● ESTRATTO DOCUMENTO:
╭──

Sotto un distinto profilo, si è evidenziato che, stante il principio di infrazionabilità della domanda avente ad oggetto somme di denaro, l'istanza ex art. 186-quater c.p.c. limitata solo ad alcune voci del credito azionato, deve considerarsi inammissibile, tanto più perché ormai è conclusa la fase istruttoria, (ulteriore condizione, peraltro, di ammissibilità dell'istanza in esame), sicché appare del tutto incongruo e contrario allo scopo dell'istituto in esame (che è quello di accelerare la definizione del giudizio di primo grado) decidere solo su una parte della domanda e disporre per la prosecuzione del giudizio al solo fine di decidere con sentenza sugli altri capi della domanda (Trib. Bari II, 24 ottobre 2007).

Quanto all'ammissibilità dell'ordinanza in esame nei processi soggettivamente cumulati, la S.C. ha chiarito che il giudice può emettere l'ordinanza ex art. 186-quater c.p.c. quando, in presenza di un litisconsorzio necessario e in caso di richiesta di tutte le parti istanti nei confronti di tutti i convenuti, la medesima definisca tutte le cause; diversamente, può emetterla se le cause siano scindibili, previa separazione — da considerarsi implicitamente disposta con l'ordinanza — e deve, invece, rifiutarla in ipotesi di cause inscindibili; corrispondentemente, emanata l'ordinanza, la stessa acquista efficacia di sentenza e può essere impugnata se tutti gli intimati rinunciano alla sentenza, mentre, in caso di rinuncia solo da parte di alcuni, tale effetto si produce o meno a seconda che le cause siano scindibili o inscindibili (Cass. III, n. 983/2002).

In dottrina non è pacifica l'ammissibilità della pronuncia dell'ordinanza nei processi oggettivamente cumulati ove l'istruttoria non sia conclusa per tutte le domande.

Per alcuni, nulla osterebbe alla presentazione dell'istanza cui potrebbe seguire un provvedimento di separazione delle cause (Califano, 30).

Altri sottolineano, per converso, che contrasta con tale soluzione la pronuncia sulle spese che deve essere contenuta nell'ordinanza a differenza di quanto avviene per le sentenze non definitive nonché la valenza di semplificazione dell'istituto (Sassani, 197).

╰──

● ESTRATTO DATI:

╭──

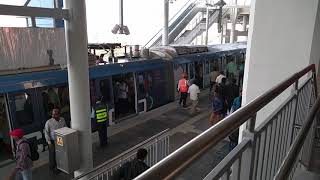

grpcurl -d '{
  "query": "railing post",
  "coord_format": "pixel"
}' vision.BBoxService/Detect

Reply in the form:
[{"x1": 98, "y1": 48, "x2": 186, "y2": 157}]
[
  {"x1": 289, "y1": 79, "x2": 299, "y2": 145},
  {"x1": 240, "y1": 113, "x2": 257, "y2": 180}
]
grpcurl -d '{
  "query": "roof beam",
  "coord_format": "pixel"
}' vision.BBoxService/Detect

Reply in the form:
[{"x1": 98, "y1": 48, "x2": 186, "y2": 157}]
[{"x1": 0, "y1": 4, "x2": 69, "y2": 19}]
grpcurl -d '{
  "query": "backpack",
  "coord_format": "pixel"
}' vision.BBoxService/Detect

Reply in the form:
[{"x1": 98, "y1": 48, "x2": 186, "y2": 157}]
[{"x1": 22, "y1": 140, "x2": 39, "y2": 161}]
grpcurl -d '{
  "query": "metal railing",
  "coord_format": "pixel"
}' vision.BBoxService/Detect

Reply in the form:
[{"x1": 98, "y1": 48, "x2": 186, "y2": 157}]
[
  {"x1": 136, "y1": 64, "x2": 319, "y2": 180},
  {"x1": 73, "y1": 129, "x2": 170, "y2": 180}
]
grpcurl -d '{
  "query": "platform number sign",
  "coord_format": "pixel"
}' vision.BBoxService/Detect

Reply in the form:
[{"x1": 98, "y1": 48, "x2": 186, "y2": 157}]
[{"x1": 57, "y1": 136, "x2": 63, "y2": 146}]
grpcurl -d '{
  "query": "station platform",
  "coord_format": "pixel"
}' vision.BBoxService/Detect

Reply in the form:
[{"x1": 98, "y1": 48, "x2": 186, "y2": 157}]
[{"x1": 0, "y1": 90, "x2": 228, "y2": 180}]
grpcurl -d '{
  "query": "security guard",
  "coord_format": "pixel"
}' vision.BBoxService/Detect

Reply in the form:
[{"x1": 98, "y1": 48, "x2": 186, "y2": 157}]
[{"x1": 94, "y1": 100, "x2": 109, "y2": 147}]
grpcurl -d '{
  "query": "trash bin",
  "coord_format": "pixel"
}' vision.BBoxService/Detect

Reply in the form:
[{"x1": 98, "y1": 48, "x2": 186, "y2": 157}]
[{"x1": 55, "y1": 127, "x2": 80, "y2": 174}]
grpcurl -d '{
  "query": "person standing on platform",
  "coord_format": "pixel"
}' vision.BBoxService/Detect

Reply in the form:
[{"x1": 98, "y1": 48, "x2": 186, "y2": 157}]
[
  {"x1": 216, "y1": 71, "x2": 226, "y2": 85},
  {"x1": 227, "y1": 60, "x2": 237, "y2": 78},
  {"x1": 8, "y1": 129, "x2": 32, "y2": 180},
  {"x1": 210, "y1": 67, "x2": 219, "y2": 95},
  {"x1": 229, "y1": 91, "x2": 242, "y2": 151},
  {"x1": 188, "y1": 80, "x2": 200, "y2": 114},
  {"x1": 178, "y1": 73, "x2": 189, "y2": 108},
  {"x1": 93, "y1": 98, "x2": 108, "y2": 147},
  {"x1": 44, "y1": 108, "x2": 66, "y2": 174},
  {"x1": 111, "y1": 148, "x2": 149, "y2": 180},
  {"x1": 209, "y1": 91, "x2": 223, "y2": 126}
]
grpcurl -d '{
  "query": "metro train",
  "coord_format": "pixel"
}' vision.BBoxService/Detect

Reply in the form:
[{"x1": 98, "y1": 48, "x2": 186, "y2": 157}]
[{"x1": 0, "y1": 43, "x2": 246, "y2": 161}]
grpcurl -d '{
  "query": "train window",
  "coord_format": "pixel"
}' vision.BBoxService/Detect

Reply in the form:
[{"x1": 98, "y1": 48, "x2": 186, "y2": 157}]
[
  {"x1": 14, "y1": 93, "x2": 34, "y2": 126},
  {"x1": 41, "y1": 86, "x2": 71, "y2": 127},
  {"x1": 0, "y1": 96, "x2": 12, "y2": 162},
  {"x1": 205, "y1": 61, "x2": 210, "y2": 74},
  {"x1": 189, "y1": 63, "x2": 194, "y2": 79},
  {"x1": 99, "y1": 79, "x2": 112, "y2": 103}
]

╰──

● CONSEGNA:
Nel brano sull'ordinanza ex art. 186-quater c.p.c., perché la richiesta limitata solo ad alcune voci del credito va considerata inammissibile? Rispondi in una-tre frasi.

● SVOLGIMENTO:
La domanda che riguarda somme di denaro non si può spezzare in parti, e per di più la fase istruttoria è già finita. Decidere solo su una parte della domanda e poi proseguire il giudizio per decidere con sentenza sugli altri capi sarebbe incongruo e contrario allo scopo dell'istituto, cioè accelerare la definizione del giudizio di primo grado.